---------- Entries provided ----------

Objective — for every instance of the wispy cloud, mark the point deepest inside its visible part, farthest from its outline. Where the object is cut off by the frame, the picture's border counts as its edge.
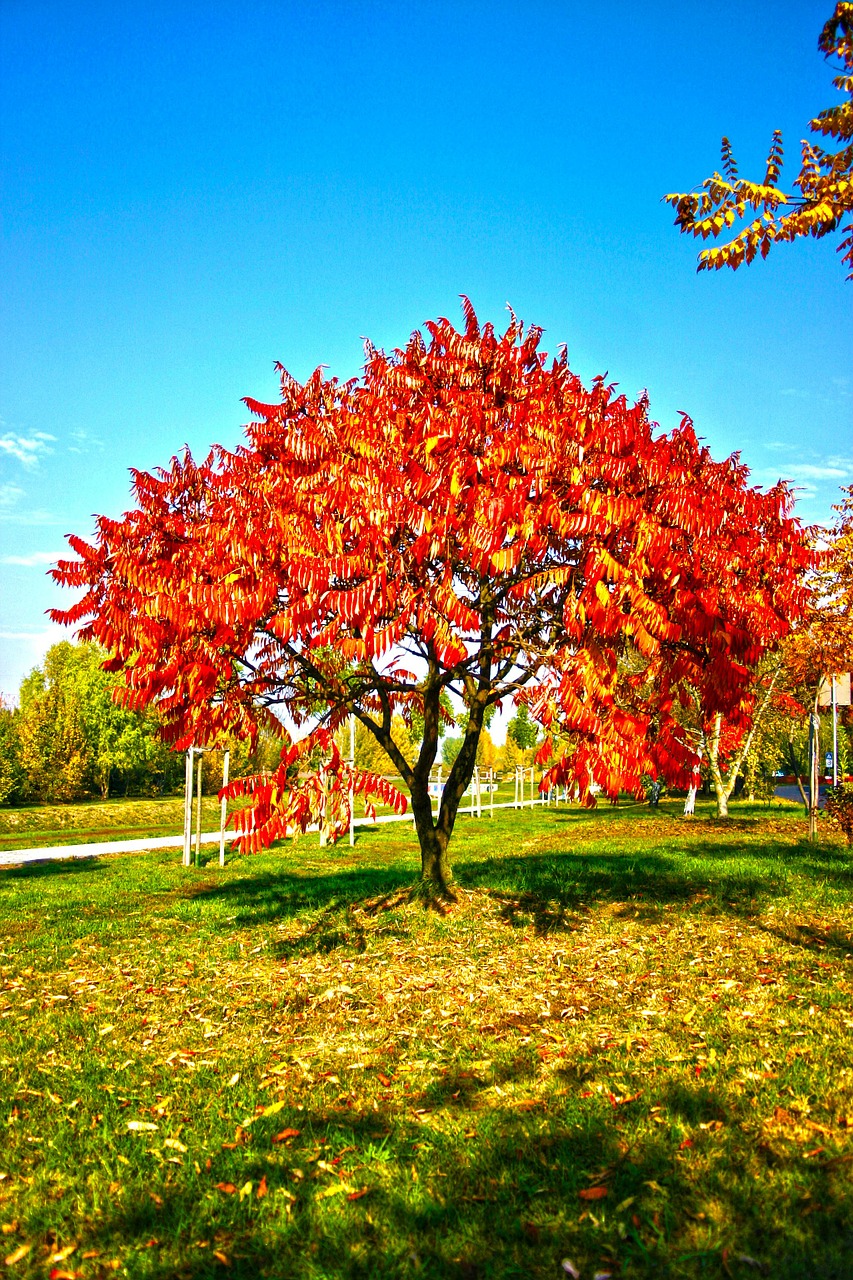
(85, 443)
(27, 448)
(33, 560)
(10, 496)
(831, 470)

----------

Repeat each record exactly, with the pictures left out.

Objective — for every instance of the wispy cloud, mark the point deepest inside its visible part, farthest from its outline. Where the object is cut off by the frame, the picture's border counts as its edge.
(85, 443)
(27, 448)
(33, 560)
(10, 496)
(831, 470)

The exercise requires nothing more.